MATERIAL PROVIDED
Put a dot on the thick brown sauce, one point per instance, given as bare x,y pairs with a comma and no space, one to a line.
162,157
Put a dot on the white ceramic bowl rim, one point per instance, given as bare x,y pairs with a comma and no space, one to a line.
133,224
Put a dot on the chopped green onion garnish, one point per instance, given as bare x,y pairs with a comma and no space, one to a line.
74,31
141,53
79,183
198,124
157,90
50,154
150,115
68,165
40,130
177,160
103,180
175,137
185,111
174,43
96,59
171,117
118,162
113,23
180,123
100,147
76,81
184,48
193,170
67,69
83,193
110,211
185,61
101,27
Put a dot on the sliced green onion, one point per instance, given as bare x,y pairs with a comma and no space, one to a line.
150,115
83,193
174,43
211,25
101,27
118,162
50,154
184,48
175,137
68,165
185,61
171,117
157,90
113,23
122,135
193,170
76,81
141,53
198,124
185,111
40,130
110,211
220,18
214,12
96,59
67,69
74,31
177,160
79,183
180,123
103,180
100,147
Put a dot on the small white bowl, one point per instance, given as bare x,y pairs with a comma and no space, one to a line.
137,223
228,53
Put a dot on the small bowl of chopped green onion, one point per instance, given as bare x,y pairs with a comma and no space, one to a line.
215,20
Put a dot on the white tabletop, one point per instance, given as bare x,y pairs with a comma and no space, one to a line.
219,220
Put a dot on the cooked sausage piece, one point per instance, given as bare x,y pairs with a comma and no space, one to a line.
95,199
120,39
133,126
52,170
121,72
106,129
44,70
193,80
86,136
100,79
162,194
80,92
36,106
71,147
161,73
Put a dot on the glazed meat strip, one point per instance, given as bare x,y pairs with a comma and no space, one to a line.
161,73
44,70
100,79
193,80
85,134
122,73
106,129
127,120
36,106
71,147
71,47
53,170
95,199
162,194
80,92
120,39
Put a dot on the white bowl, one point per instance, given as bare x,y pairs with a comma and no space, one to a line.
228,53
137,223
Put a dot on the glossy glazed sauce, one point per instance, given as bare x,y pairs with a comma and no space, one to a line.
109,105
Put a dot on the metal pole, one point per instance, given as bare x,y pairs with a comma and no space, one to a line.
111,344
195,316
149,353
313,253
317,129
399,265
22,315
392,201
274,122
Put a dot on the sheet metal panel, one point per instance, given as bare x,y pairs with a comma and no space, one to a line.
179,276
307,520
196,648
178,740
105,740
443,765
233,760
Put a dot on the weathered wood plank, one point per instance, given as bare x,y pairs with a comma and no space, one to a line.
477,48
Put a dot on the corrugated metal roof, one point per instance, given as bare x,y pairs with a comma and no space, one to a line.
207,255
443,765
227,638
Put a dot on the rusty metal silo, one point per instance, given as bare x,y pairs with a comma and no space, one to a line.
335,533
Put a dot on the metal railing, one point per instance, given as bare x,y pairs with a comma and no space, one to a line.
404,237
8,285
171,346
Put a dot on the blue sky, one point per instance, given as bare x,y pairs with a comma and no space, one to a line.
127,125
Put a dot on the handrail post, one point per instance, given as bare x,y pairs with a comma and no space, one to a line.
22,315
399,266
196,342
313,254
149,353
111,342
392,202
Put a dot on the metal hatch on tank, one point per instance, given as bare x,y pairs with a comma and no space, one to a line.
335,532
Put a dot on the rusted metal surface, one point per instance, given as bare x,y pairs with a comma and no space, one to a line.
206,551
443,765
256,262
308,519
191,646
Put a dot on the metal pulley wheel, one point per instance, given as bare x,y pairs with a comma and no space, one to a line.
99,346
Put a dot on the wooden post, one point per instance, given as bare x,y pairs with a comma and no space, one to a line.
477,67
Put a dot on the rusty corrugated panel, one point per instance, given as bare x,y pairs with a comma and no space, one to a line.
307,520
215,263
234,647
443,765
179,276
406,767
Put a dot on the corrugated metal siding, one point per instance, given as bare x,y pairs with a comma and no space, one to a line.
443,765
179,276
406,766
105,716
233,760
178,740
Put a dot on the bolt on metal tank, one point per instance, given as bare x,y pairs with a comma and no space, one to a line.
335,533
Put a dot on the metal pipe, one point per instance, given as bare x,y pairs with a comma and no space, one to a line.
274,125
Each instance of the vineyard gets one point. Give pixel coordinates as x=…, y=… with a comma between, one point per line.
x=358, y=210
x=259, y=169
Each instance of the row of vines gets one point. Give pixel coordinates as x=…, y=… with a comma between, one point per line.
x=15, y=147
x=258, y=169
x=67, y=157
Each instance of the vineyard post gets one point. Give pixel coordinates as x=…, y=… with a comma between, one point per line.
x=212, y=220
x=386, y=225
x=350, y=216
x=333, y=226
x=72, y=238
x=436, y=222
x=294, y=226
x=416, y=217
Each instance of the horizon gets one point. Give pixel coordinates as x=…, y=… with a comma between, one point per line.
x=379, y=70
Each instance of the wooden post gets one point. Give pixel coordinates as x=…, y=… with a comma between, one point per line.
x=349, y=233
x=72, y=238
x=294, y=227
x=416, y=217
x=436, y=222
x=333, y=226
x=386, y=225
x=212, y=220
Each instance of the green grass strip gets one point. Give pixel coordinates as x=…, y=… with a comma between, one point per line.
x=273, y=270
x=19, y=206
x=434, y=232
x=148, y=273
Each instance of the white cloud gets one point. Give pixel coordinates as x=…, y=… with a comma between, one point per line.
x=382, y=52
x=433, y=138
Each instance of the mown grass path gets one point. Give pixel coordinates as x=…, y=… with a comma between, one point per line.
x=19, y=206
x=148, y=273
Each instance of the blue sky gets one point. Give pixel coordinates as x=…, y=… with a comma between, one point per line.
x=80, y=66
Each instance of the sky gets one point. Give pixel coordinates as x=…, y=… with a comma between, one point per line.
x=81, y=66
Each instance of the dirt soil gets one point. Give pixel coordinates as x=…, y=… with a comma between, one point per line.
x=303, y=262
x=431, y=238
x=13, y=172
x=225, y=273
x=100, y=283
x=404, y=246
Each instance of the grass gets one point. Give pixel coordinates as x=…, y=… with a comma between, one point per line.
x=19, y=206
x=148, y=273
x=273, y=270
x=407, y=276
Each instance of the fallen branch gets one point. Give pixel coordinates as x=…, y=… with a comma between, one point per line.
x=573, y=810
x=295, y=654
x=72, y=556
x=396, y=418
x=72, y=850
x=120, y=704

WHAT IS EXPECTED
Copy the listing above again, from the line with "Each instance of the white" up to and including the line with "x=407, y=276", keeping every line and raising each coordinate value by 13.

THE RESULT
Each instance of the white cloud gets one point. Give pixel coordinates as x=…, y=… with a comma between, one point per line.
x=395, y=65
x=446, y=151
Each instance of the mown grass path gets one point. Give pixel coordinates as x=…, y=… with a comma between, one point per line.
x=32, y=219
x=161, y=286
Each instance of the blue sky gets one point. Give pixel coordinates as x=…, y=… with a comma between, one point per line.
x=93, y=79
Each instance of the sky gets one point. Give pixel coordinates as x=…, y=… with a comma between, one point per line.
x=94, y=79
Each instance of the dirt soil gets one point. Give pixel coordinates as x=…, y=… with a comma between, one point per line.
x=316, y=275
x=444, y=251
x=26, y=185
x=238, y=286
x=113, y=296
x=417, y=259
Each instance of the grass gets one point. Give pixel coordinates as x=…, y=… with a comma between, one point per line.
x=32, y=219
x=161, y=286
x=286, y=283
x=420, y=289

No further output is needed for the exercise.